---------- Dataset records

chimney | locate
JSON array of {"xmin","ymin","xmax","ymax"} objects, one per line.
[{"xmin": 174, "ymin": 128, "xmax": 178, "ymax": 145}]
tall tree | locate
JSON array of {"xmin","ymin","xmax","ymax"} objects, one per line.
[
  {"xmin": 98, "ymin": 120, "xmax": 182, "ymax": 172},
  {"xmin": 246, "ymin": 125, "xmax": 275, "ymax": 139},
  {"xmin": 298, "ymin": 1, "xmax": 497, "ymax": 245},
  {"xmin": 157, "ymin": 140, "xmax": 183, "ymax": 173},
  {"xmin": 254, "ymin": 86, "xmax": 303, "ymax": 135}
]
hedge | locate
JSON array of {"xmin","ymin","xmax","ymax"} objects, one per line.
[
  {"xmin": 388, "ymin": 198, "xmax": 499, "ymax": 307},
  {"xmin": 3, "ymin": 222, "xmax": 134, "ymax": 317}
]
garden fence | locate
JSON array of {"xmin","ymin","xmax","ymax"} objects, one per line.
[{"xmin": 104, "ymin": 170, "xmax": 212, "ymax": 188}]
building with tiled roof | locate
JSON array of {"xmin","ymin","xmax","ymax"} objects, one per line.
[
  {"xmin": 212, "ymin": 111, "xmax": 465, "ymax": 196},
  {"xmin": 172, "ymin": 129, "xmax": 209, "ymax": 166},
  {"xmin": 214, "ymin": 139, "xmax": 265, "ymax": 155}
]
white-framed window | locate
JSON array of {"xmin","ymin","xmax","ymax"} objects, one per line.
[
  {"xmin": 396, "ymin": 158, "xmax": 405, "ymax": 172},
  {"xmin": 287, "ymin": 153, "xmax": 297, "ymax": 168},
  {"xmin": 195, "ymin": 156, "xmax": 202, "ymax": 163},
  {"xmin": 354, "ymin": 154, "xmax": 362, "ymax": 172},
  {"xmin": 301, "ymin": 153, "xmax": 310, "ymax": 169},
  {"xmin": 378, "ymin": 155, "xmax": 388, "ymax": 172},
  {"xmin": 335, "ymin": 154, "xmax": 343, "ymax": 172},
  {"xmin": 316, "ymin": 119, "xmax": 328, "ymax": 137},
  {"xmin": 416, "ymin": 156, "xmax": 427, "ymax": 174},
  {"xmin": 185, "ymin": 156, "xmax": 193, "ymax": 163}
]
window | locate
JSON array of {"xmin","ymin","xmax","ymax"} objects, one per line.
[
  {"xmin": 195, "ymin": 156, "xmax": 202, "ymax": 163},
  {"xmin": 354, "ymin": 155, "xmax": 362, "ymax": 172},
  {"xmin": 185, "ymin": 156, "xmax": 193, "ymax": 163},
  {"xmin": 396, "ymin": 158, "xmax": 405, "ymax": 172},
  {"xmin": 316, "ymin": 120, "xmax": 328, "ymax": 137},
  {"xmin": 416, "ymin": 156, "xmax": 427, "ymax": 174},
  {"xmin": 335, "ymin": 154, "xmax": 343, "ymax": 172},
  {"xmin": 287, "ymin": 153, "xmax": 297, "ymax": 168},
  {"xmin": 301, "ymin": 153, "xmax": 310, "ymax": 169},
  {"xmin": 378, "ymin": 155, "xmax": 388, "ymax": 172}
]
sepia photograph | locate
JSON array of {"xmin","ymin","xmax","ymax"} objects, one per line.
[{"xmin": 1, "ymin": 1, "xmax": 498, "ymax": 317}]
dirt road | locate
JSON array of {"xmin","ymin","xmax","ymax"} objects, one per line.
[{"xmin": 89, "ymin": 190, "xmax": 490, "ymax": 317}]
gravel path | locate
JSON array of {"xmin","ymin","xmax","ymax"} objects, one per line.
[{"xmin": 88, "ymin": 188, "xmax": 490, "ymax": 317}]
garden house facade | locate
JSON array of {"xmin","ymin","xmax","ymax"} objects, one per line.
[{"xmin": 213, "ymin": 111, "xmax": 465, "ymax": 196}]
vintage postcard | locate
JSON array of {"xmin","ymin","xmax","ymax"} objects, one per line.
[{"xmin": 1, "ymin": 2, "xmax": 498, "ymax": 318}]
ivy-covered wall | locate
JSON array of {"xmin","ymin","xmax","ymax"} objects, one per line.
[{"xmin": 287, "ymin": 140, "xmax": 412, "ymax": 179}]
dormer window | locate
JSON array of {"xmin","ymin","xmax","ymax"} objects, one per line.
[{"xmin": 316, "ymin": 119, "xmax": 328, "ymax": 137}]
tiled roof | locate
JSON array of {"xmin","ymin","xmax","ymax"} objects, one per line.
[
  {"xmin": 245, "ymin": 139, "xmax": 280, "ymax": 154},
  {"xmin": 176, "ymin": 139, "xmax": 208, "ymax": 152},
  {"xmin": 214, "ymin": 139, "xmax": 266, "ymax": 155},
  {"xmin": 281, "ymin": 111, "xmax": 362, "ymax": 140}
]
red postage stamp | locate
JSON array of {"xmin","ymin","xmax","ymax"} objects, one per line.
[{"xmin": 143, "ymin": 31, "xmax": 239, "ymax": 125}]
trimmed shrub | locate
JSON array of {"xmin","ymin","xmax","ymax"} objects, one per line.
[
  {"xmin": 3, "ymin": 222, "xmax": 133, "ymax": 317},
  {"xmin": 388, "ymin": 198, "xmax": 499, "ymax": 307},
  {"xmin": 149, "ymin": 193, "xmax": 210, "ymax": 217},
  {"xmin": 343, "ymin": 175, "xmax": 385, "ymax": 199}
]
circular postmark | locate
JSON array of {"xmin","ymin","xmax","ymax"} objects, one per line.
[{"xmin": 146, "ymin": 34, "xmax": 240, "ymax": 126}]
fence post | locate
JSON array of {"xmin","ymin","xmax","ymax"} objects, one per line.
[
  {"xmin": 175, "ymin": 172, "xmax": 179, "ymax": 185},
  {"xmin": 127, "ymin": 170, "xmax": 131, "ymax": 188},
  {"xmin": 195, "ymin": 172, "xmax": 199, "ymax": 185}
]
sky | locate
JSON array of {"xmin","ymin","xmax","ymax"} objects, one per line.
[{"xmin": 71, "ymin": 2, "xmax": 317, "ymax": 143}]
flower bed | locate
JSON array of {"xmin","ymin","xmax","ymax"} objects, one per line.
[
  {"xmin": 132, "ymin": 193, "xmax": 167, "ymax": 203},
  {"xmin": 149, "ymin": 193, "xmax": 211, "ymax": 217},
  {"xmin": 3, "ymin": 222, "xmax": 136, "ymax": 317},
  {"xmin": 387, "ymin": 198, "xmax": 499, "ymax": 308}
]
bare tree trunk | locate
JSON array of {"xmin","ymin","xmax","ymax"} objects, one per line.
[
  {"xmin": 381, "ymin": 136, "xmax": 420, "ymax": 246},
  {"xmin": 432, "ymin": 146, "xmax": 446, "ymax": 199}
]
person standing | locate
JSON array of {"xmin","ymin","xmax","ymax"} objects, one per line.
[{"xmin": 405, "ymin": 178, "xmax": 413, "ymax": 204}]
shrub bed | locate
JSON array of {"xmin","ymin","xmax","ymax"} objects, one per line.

--------------------

» Description of the task:
Look over the material above and report each line holding "shrub".

» Answer area:
trimmed shrub | locate
shrub bed | locate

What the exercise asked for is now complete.